[Some records]

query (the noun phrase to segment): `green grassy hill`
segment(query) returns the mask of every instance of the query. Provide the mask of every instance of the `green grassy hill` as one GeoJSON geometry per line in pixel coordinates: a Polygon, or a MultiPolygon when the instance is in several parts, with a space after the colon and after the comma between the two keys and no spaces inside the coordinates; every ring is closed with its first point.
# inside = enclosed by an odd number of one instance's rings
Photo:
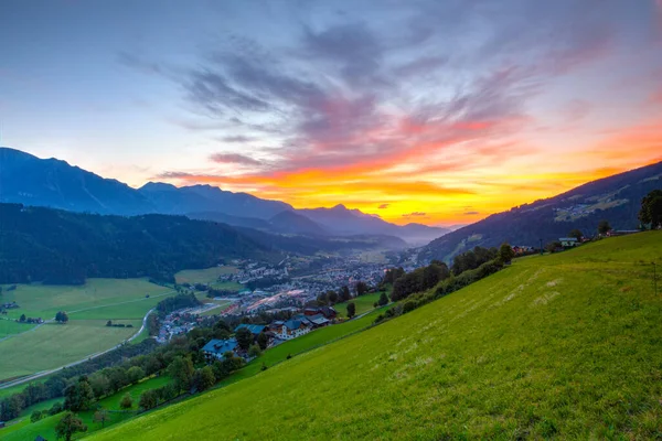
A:
{"type": "Polygon", "coordinates": [[[93,439],[661,437],[662,299],[652,260],[662,262],[660,233],[519,260],[93,439]]]}

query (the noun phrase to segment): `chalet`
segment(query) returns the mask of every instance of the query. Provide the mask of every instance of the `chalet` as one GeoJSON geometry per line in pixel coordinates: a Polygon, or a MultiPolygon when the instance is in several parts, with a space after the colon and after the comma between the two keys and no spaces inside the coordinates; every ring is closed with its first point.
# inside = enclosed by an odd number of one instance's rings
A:
{"type": "Polygon", "coordinates": [[[278,326],[274,334],[281,340],[292,340],[301,335],[308,334],[312,330],[308,323],[301,320],[288,320],[278,326]]]}
{"type": "Polygon", "coordinates": [[[579,240],[577,240],[576,237],[559,237],[558,241],[564,248],[576,247],[577,245],[579,245],[579,240]]]}
{"type": "Polygon", "coordinates": [[[318,308],[306,308],[303,310],[305,315],[318,315],[322,314],[328,320],[335,319],[338,312],[332,306],[318,306],[318,308]]]}
{"type": "Polygon", "coordinates": [[[202,352],[207,359],[221,359],[226,352],[234,352],[237,347],[236,338],[228,340],[211,340],[210,343],[202,347],[202,352]]]}
{"type": "Polygon", "coordinates": [[[250,331],[250,333],[253,334],[253,337],[257,337],[261,332],[267,330],[267,326],[265,326],[264,324],[246,324],[246,323],[242,323],[241,325],[238,325],[237,327],[235,327],[235,333],[241,330],[242,327],[247,329],[248,331],[250,331]]]}
{"type": "Polygon", "coordinates": [[[318,327],[324,327],[331,321],[327,319],[323,314],[314,314],[314,315],[306,315],[306,314],[297,314],[292,316],[291,320],[298,320],[306,324],[308,324],[311,329],[317,330],[318,327]]]}

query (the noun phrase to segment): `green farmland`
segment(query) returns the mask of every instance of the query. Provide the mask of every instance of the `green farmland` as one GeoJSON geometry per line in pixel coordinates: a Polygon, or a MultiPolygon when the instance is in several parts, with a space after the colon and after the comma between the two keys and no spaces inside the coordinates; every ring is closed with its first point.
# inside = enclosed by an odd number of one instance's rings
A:
{"type": "MultiPolygon", "coordinates": [[[[119,401],[125,394],[129,394],[135,401],[134,411],[137,410],[137,402],[140,398],[140,394],[148,389],[156,389],[158,387],[164,386],[170,381],[169,377],[156,377],[143,380],[137,385],[128,386],[119,392],[113,395],[111,397],[102,399],[98,405],[109,410],[109,421],[106,422],[106,426],[116,424],[120,421],[129,419],[134,416],[134,412],[120,412],[119,401]]],[[[60,401],[63,398],[58,399],[60,401]]],[[[50,400],[46,404],[53,405],[53,402],[58,401],[50,400]]],[[[46,404],[42,404],[41,406],[34,406],[31,410],[44,409],[46,404]]],[[[93,420],[94,410],[88,410],[78,413],[81,419],[85,424],[87,424],[87,434],[102,429],[102,426],[93,420]]],[[[55,415],[53,417],[44,418],[38,422],[30,422],[30,416],[26,415],[22,418],[22,420],[17,421],[12,426],[9,426],[6,429],[0,429],[0,435],[2,435],[2,441],[22,441],[22,440],[34,440],[38,435],[42,435],[47,440],[55,440],[55,426],[57,421],[62,418],[62,415],[55,415]]],[[[77,435],[79,438],[81,435],[77,435]]],[[[77,439],[75,438],[75,439],[77,439]]]]}
{"type": "Polygon", "coordinates": [[[207,269],[186,269],[174,275],[178,283],[213,283],[218,277],[224,275],[234,275],[238,270],[236,267],[213,267],[207,269]]]}
{"type": "Polygon", "coordinates": [[[653,260],[662,262],[659,232],[515,260],[401,318],[92,439],[660,438],[653,260]]]}
{"type": "Polygon", "coordinates": [[[0,342],[0,373],[13,378],[52,369],[108,349],[134,335],[141,321],[122,321],[134,327],[108,327],[100,320],[47,323],[34,331],[0,342]]]}
{"type": "Polygon", "coordinates": [[[21,314],[51,320],[66,311],[70,321],[41,326],[0,320],[0,381],[77,362],[108,349],[137,333],[142,318],[164,297],[168,287],[146,279],[88,279],[83,286],[19,284],[3,290],[3,302],[20,308],[8,311],[15,320],[21,314]],[[108,320],[134,327],[107,327],[108,320]],[[29,331],[29,332],[24,332],[29,331]]]}

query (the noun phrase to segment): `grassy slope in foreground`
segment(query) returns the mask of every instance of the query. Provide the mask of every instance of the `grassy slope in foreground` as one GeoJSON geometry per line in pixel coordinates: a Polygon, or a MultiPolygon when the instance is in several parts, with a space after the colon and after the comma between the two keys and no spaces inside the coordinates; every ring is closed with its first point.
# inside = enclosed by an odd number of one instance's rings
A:
{"type": "Polygon", "coordinates": [[[662,234],[526,259],[96,440],[659,434],[662,234]]]}

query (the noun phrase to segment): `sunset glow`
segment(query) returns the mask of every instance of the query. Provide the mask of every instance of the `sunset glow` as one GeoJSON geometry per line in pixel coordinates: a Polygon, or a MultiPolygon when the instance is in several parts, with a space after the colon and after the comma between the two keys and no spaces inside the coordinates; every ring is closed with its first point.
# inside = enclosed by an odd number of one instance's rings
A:
{"type": "Polygon", "coordinates": [[[3,42],[43,23],[3,50],[1,143],[429,225],[662,160],[659,1],[248,3],[0,11],[3,42]]]}

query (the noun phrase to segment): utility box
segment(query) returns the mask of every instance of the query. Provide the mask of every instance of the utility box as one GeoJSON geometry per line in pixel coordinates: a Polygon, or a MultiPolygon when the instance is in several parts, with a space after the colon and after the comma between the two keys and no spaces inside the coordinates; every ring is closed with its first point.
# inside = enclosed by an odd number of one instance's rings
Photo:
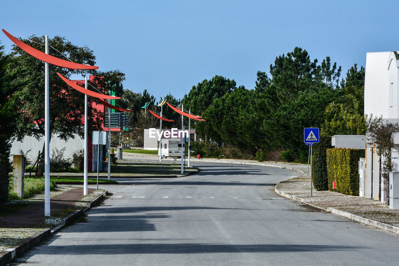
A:
{"type": "Polygon", "coordinates": [[[365,189],[366,179],[366,158],[359,158],[359,161],[358,162],[359,166],[359,195],[364,198],[366,194],[365,189]]]}
{"type": "Polygon", "coordinates": [[[399,209],[399,172],[389,172],[389,208],[399,209]]]}
{"type": "Polygon", "coordinates": [[[14,155],[13,156],[12,175],[14,182],[12,189],[14,193],[24,198],[24,178],[25,176],[26,157],[23,155],[14,155]]]}
{"type": "Polygon", "coordinates": [[[118,160],[122,160],[122,152],[123,152],[122,151],[122,148],[118,148],[118,151],[117,151],[117,155],[118,156],[118,157],[117,157],[117,159],[118,160]]]}

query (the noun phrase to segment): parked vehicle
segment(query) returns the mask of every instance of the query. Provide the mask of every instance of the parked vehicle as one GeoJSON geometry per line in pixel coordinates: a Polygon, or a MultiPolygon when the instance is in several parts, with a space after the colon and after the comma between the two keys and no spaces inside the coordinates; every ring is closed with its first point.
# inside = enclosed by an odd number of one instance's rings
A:
{"type": "MultiPolygon", "coordinates": [[[[185,144],[183,144],[183,149],[185,144]]],[[[162,139],[162,149],[158,149],[158,155],[162,152],[161,156],[164,159],[167,157],[182,157],[182,141],[180,139],[162,139]]],[[[183,156],[185,156],[184,150],[183,156]]]]}

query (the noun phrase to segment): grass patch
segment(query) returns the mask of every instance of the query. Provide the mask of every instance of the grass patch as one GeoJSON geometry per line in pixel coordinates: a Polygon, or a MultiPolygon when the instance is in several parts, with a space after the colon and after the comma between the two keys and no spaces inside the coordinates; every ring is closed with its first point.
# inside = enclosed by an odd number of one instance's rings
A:
{"type": "MultiPolygon", "coordinates": [[[[83,179],[82,177],[50,177],[50,181],[55,182],[77,182],[83,183],[83,179]]],[[[88,178],[88,182],[97,182],[97,179],[88,178]]],[[[111,182],[112,183],[116,183],[116,181],[113,180],[108,180],[101,179],[99,179],[99,183],[104,182],[111,182]]]]}
{"type": "MultiPolygon", "coordinates": [[[[41,193],[44,191],[44,177],[26,177],[24,179],[24,197],[25,198],[41,193]]],[[[13,191],[12,185],[14,178],[10,176],[10,185],[8,188],[8,200],[21,199],[16,193],[13,191]]],[[[53,191],[57,188],[55,182],[50,180],[50,190],[53,191]]]]}
{"type": "Polygon", "coordinates": [[[151,150],[123,150],[124,153],[140,153],[140,154],[158,154],[158,151],[151,150]]]}

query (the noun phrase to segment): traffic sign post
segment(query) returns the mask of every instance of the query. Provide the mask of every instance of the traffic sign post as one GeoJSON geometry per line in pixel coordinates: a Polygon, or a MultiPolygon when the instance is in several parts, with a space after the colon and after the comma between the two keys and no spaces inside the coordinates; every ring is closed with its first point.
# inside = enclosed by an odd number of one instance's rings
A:
{"type": "MultiPolygon", "coordinates": [[[[312,196],[313,186],[313,169],[312,167],[312,150],[313,143],[319,143],[319,128],[318,127],[305,127],[303,129],[303,141],[306,145],[309,145],[310,150],[310,197],[312,196]]],[[[308,160],[308,174],[309,174],[309,159],[308,160]]]]}

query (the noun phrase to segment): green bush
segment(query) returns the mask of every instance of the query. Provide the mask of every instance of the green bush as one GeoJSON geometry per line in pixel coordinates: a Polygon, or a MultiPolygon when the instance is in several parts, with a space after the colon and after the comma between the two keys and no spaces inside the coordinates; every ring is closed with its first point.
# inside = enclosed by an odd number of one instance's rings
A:
{"type": "Polygon", "coordinates": [[[53,149],[50,158],[50,171],[54,172],[59,171],[67,171],[72,163],[69,158],[64,158],[64,153],[66,148],[64,147],[60,150],[55,148],[55,151],[53,149]]]}
{"type": "Polygon", "coordinates": [[[280,153],[280,159],[283,162],[291,163],[294,161],[294,154],[290,151],[283,151],[280,153]]]}
{"type": "Polygon", "coordinates": [[[328,180],[327,171],[327,149],[331,148],[331,136],[320,136],[319,143],[315,143],[313,150],[313,181],[316,190],[328,190],[328,180]]]}
{"type": "Polygon", "coordinates": [[[191,141],[190,144],[194,154],[199,154],[201,157],[219,158],[221,155],[220,148],[211,142],[191,141]]]}
{"type": "Polygon", "coordinates": [[[263,162],[265,161],[265,151],[263,150],[261,150],[256,152],[256,153],[255,154],[255,158],[258,162],[263,162]]]}
{"type": "Polygon", "coordinates": [[[328,149],[327,150],[327,169],[328,189],[348,195],[359,195],[358,162],[365,157],[365,151],[357,149],[328,149]],[[332,182],[337,189],[333,190],[332,182]]]}
{"type": "Polygon", "coordinates": [[[85,151],[79,150],[72,155],[72,163],[73,167],[79,171],[83,171],[85,167],[85,151]]]}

• _STATED PROBLEM_:
Rewrite everything in the records from the line with "query (the noun phrase to segment): green" down to the line with "of the green", changing "bush" to "shrub" and leaving the rest as it is.

• _ANSWER_:
query (the noun phrase to segment): green shrub
segment(query) returns the mask of every instance of the query. Provide the mask of every instance of the green shrub as one GeoJSON geometry per line in pixel coordinates: a Polygon, or a MultiPolygon when the instance is in several parts, with a space after the colon and after the comma between the two keys and no spaces inside the coordinates; every ring is closed with its first point.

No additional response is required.